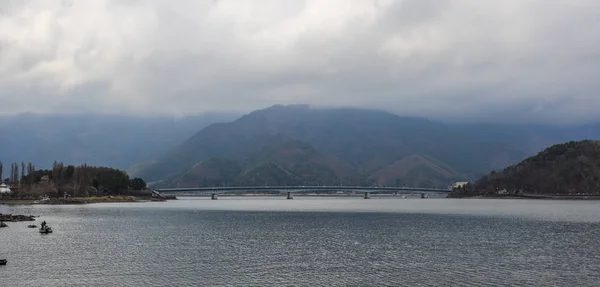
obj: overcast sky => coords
[0,0,600,123]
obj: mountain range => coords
[133,105,556,187]
[451,140,600,197]
[0,105,600,187]
[0,113,238,171]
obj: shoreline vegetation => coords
[448,140,600,200]
[0,161,175,205]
******************************
* [Given exercise] Return each line of the data above that contains the string "coords", copied unchanged and in its original order.

* [The completed task]
obj: overcast sky => coords
obj: mountain range => coords
obj: shoreline vegetation => coords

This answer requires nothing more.